===== Quoted passage =====

The companies I’m reporting are:

MiR

Mobile Industrial Robots (MiR) featured the company’s latest innovations in autonomous mobile robots (AMRs), including the first U.S. showing of its new artificial intelligence (AI)-enabled MiR1200 Pallet Jack and a preview of a generative AI-powered version of its MiR Insights analytics software. MiR will also showcase a mobile collaborative robot (cobot) that integrates a MiR250 AMRs with a cobot from sister company Universal Robots, a complete solution that enables the cobots to automatically and safely perform different tasks at different workstations. 

With advanced AI pallet detection powered by NVIDIA Jetson AGX Orin, MiR1200 Pallet Jack uses 3D vision to identify pallets and then pick up and deliver pallets with unprecedented precision.

The new AI-focused advancements to MiR Insights will enable fleet owners to not only track and analyze the operations of their robots and obtain actionable insights they can use to improve the robots’ performance but more easily find and engage with the data.

Kawasaki

Kawasaki Robotics offered a first look at its new family of collaborative robots (cobots) at Automate 2024. Powered with partner NEURA Robotics’ robotic assistant platform, the CL Series combines the safety and intuitiveness that standard cobots are known for with a solid, robust design that unlocks the speed and productivity of industrial robotics to offer limitless user flexibility.

=====

- **Aim**
Continue the Automate 2024 robotics roundup above, starting right after its last sentence.

===== Stored data =====

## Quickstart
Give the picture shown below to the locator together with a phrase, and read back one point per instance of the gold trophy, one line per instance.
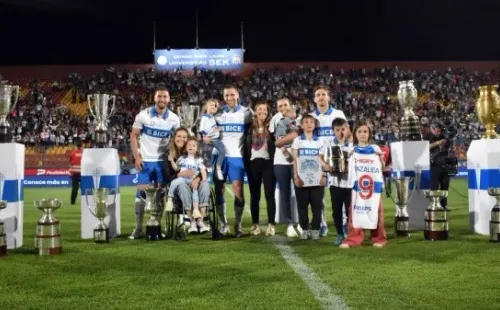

=====

- **The response**
Kawasaki Robotics will also feature new applications using the Kawasaki R Series and BX Series of reliable, precise and Ai-enabled industrial robots, all created in close collaboration with partners such as Mech Mind, CRG Automation, AMT Precision Parts and Olis Robotics. The CL Series and these applications—including welding, finishing, multi-SKU palletizing and depalletizing and an automated corner board solution—demonstrate Kawasaki Robotics’ commitment to continually optimizing its product offerings, aided by its technology-agnostic stance and expanding network of partners.

Designed and built in Germany, and powered with NEURA Robotics’ robot assistance technology, the CL Series combines industry-leading speed of 200°/s and repeatability of ± 0.02 mm with payloads and reaches of 3kg/590mm, 5kg/800mm, 8kg/1300mm, and 10 kg/1000mm, free mounting orientations, extremely small footprints, and IP66 classification.

Mujin

Mujin featured its vision for robotics and latest enhancements to the MujinController, which utilizes machine intelligence to give robotic systems real-time decision-making ability that enables truly autonomous, reliable, and production-capable robot applications.

Attendees will discover user-friendly interfaces and intuitive tools that enable them to design, customize and deploy robotic automation solutions tailored to their specific requirements. Through real-world case studies and live demonstrations, Cloer will showcase the tangible benefits of no-code programming, including increased productivity, reduced downtime, and enhanced adaptability to changing production demands.

Micropsi

AI software company Micropsi Industries announced MIRAI 2, the latest generation of its AI-vision software for robotic automation. MIRAI 2 comes with five new features that enhance manufacturers’ ability to reliably solve automation tasks with variance in position, shape, color, lighting or background. Available immediately, the latest release offers users even greater reliability, easier and faster deployment, and robot-fleet scalability.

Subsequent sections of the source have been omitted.